■ Records supplied
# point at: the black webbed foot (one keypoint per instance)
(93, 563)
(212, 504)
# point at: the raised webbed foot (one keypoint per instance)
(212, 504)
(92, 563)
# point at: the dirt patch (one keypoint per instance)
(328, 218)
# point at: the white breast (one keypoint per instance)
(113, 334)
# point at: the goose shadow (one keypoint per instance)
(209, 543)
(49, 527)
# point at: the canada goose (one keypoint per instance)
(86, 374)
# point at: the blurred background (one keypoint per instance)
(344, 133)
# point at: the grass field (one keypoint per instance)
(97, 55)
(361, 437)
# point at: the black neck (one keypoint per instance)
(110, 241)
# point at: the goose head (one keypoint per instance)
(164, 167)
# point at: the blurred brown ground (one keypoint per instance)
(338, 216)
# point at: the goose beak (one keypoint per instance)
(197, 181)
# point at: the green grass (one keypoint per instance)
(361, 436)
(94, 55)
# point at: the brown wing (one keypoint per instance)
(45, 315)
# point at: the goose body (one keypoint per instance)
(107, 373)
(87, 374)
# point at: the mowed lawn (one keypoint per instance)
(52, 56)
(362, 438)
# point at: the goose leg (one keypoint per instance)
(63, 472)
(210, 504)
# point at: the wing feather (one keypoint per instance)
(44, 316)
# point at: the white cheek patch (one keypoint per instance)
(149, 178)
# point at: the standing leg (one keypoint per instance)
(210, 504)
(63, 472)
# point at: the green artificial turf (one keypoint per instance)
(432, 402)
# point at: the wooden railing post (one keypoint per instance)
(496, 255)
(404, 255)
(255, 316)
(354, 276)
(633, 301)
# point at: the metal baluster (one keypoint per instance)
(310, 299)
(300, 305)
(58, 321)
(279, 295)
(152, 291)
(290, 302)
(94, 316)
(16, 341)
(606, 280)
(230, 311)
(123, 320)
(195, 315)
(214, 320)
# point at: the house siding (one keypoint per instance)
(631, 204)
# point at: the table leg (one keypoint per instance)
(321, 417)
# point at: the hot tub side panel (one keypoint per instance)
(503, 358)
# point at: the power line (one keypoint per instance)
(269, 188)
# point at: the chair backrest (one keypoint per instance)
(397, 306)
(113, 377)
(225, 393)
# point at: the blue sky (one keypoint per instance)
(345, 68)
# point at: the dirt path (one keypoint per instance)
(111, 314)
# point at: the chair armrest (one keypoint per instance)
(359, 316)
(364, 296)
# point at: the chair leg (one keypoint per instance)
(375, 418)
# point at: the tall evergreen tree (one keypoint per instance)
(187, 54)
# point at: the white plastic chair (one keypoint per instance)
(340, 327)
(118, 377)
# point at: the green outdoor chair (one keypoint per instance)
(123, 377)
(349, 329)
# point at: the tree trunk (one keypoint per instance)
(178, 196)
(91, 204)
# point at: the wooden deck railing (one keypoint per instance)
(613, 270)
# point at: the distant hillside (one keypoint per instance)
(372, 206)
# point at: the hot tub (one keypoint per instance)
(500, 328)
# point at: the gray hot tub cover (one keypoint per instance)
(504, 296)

■ To do
Copy all of the data exactly.

■ Result of this exercise
# point at: the black webbed foot (one keypoint per instance)
(93, 563)
(212, 504)
# point at: the raised webbed foot (one keypoint per instance)
(212, 504)
(92, 563)
# point at: the dirt patch (one keypoint per instance)
(328, 218)
# point at: the white breast (one keypoint per instance)
(113, 334)
# point at: the goose shadow (one keypoint per instance)
(209, 543)
(49, 527)
# point at: the canada goose (one keypoint per instance)
(86, 374)
# point at: the blurred background (one keypoint per instance)
(344, 133)
# point at: the grass field (one keypoint per instance)
(97, 55)
(361, 437)
# point at: the black neck (one keypoint per instance)
(110, 241)
# point at: the goose head (one keypoint per instance)
(164, 167)
# point at: the blurred brown ground (one keypoint per instance)
(338, 216)
# point at: the goose beak (one keypoint per instance)
(197, 181)
# point at: the green grass (one keypoint per instance)
(361, 436)
(94, 55)
# point at: the brown wing (one keypoint per instance)
(45, 315)
# point at: the goose body (one keypoint per instance)
(107, 373)
(87, 374)
# point at: the mowed lawn (one keypoint per instance)
(52, 56)
(362, 438)
# point at: the goose leg (one keypoint per instance)
(63, 472)
(210, 504)
# point at: the wing feather (one keypoint per instance)
(44, 316)
# point at: the white cheek patch (one keypoint per instance)
(149, 178)
# point at: the standing leg (one keypoint per instance)
(210, 504)
(63, 472)
# point at: the green artificial turf (one keypoint per instance)
(432, 402)
# point at: the wooden railing post (one keypoint per instance)
(496, 255)
(404, 255)
(255, 316)
(354, 276)
(633, 301)
# point at: the metal baluster (one keypoint per instance)
(310, 299)
(300, 305)
(58, 321)
(279, 295)
(152, 291)
(290, 302)
(94, 316)
(16, 341)
(606, 280)
(230, 311)
(123, 320)
(195, 315)
(214, 320)
# point at: the house siding (one keypoint per instance)
(631, 204)
# point at: the table leg (one keypoint per instance)
(321, 417)
# point at: the hot tub side panel (one keypoint per instance)
(503, 358)
# point at: the power line (one keypoint per instance)
(269, 188)
# point at: the chair backrest (one keypoint per instance)
(397, 306)
(113, 377)
(225, 393)
# point at: the blue sky (one keypoint per instance)
(345, 68)
# point at: the dirt path (one keypoint per instance)
(111, 314)
# point at: the chair armrest (one keypoint per instance)
(359, 316)
(364, 296)
# point at: the chair leg (one keypoint per instance)
(375, 418)
# point at: the tall evergreen tree (one keypoint per instance)
(187, 54)
# point at: the white plastic chair (one keypoint per instance)
(340, 327)
(118, 377)
# point at: the green outdoor chair (one keypoint per instance)
(123, 377)
(349, 329)
# point at: the tree trunk (one keypoint per instance)
(178, 196)
(91, 204)
# point at: the wooden deck railing (one keypoint per instance)
(613, 270)
# point at: the distant hillside (one keypoint per instance)
(372, 206)
# point at: the hot tub (one keypoint per instance)
(500, 328)
# point at: the gray hot tub cover (one keypoint per instance)
(504, 296)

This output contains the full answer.